--- Given entries ---
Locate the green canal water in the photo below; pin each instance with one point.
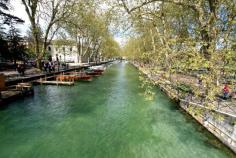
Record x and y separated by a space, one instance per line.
105 118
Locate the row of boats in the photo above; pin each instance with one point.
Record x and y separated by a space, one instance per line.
82 75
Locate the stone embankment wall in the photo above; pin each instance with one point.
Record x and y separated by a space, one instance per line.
224 129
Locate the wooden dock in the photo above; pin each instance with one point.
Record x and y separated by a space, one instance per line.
55 83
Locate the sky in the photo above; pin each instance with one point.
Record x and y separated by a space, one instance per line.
19 11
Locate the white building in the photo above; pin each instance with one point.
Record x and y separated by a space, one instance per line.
66 52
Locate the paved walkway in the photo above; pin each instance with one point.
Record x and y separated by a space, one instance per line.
224 106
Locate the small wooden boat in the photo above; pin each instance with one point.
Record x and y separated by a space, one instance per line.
81 76
93 73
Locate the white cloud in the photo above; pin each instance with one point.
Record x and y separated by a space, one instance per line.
19 11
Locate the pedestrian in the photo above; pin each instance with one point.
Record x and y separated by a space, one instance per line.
226 91
45 66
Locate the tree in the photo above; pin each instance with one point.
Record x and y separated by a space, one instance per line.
53 11
16 48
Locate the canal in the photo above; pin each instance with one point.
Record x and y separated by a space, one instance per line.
105 118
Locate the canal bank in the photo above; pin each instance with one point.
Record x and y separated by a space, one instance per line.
106 118
223 129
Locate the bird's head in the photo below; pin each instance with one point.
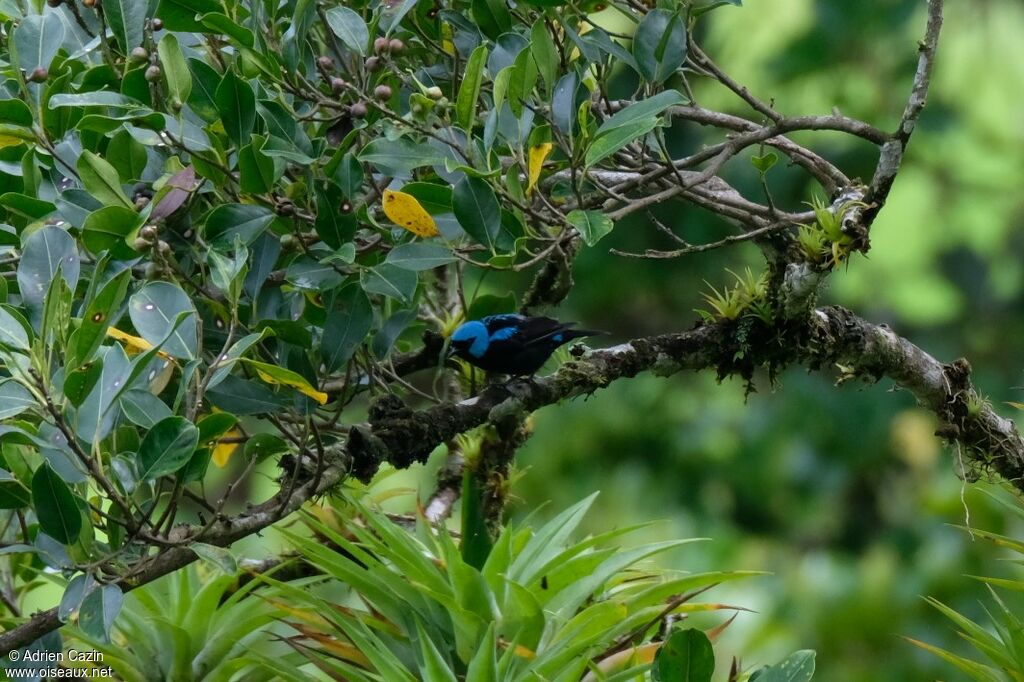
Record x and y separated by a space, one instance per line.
470 340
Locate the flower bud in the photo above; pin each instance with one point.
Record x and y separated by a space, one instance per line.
358 110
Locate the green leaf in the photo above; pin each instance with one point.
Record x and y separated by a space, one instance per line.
659 44
237 104
348 26
798 667
642 110
14 398
685 656
765 162
46 252
545 54
166 448
12 335
154 310
56 510
80 381
521 80
100 179
245 397
95 417
13 495
36 41
390 281
96 317
180 14
476 540
483 667
592 225
418 256
245 220
143 409
493 16
272 374
348 323
213 426
616 138
399 156
107 228
477 211
218 556
220 23
99 609
469 90
175 69
126 18
127 156
95 98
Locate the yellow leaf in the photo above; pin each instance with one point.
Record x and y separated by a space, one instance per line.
222 451
403 210
134 344
272 374
538 154
9 140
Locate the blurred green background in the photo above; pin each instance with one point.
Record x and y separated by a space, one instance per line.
843 494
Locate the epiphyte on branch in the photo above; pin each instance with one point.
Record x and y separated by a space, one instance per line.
512 343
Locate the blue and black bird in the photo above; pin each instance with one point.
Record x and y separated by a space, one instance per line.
511 343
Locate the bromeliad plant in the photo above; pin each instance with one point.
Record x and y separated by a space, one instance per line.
224 223
190 626
539 605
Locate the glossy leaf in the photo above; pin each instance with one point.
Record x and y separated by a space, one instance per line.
154 310
126 18
403 210
659 44
272 374
12 335
420 256
13 495
36 41
592 225
469 89
46 252
390 281
99 609
347 325
175 69
476 209
55 507
245 220
107 228
350 28
166 448
685 656
237 104
400 156
101 180
14 398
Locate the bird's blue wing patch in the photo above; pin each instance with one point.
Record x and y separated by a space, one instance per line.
502 321
504 334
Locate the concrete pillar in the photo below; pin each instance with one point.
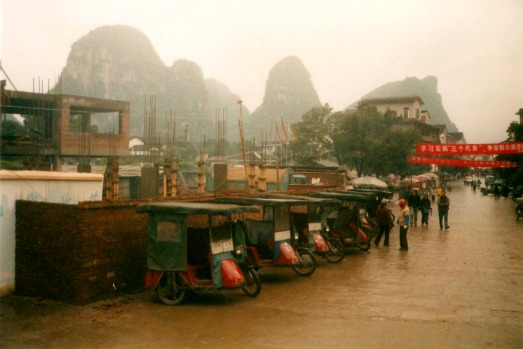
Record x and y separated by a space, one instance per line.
201 177
262 179
149 182
220 178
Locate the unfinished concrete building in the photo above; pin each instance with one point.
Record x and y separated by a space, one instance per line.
58 127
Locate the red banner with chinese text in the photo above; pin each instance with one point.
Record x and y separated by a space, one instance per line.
469 149
461 163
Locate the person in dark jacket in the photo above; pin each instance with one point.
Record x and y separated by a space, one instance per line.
426 208
385 222
443 210
414 203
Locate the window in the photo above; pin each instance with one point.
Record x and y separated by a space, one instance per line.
86 120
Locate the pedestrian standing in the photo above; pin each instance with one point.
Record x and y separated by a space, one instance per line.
443 210
414 203
426 208
403 221
385 222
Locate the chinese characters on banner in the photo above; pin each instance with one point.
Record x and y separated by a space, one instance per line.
469 149
461 163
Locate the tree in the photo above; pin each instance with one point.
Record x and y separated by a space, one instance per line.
513 176
375 143
12 129
313 137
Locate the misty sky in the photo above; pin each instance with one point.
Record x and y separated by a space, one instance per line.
473 47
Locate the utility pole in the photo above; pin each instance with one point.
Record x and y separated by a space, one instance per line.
242 138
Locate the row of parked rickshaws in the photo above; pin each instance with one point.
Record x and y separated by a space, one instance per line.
230 248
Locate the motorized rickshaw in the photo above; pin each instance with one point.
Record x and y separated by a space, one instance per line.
371 206
349 222
310 229
269 240
185 258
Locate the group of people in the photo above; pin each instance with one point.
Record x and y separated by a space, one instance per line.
409 216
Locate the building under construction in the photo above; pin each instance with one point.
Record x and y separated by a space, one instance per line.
58 127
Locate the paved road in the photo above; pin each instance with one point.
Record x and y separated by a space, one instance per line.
461 288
---
- _Your assignment_
Using the entries shown above, reproduce verbatim the lines from the line bearing "Locate the unfinished" to the line bearing "Locate the person", inclusive.

- _Exercise result_
Locate the unfinished concrete building in the photo above; pin each instance with one point.
Record x and y separated by a space, one instance per line.
58 127
Locate the red banner with chinese text in the photo above; pin each instance with one point.
Record x and y separated by a space, one instance per line.
469 149
461 163
Locate the person in dark jacket in the photo above; pin each instance with one point.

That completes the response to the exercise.